§ **The problem**
In the copy, include all of the listing exactly and none of its pictures.

Data START

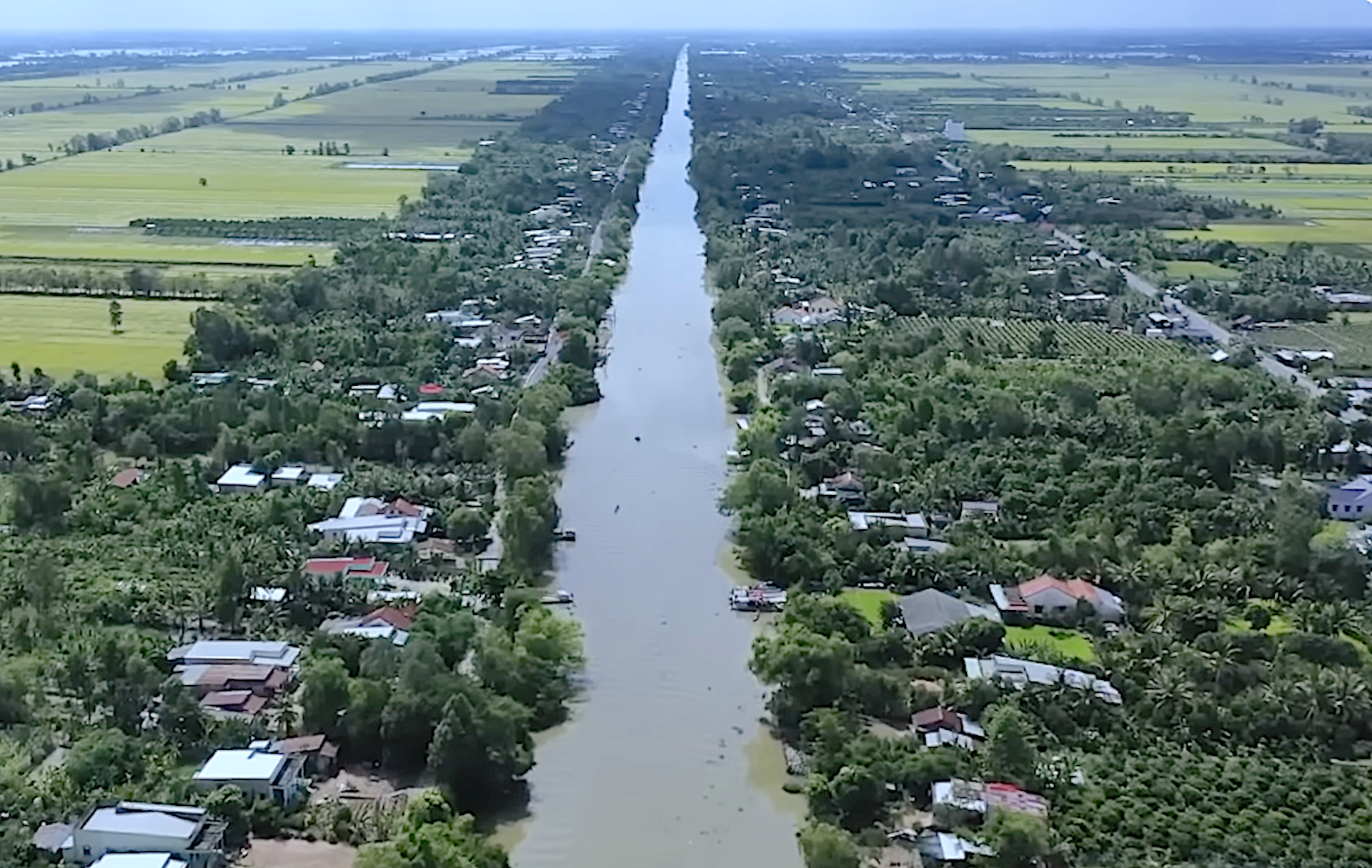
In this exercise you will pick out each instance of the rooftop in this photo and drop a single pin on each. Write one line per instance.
(243, 764)
(237, 652)
(137, 860)
(146, 819)
(242, 475)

Data END

§ **Solution**
In this exercise you will pick out each instance of the rooftop in this photo and drop a single pin on each. Write one line per instance.
(243, 764)
(237, 652)
(137, 860)
(146, 819)
(242, 475)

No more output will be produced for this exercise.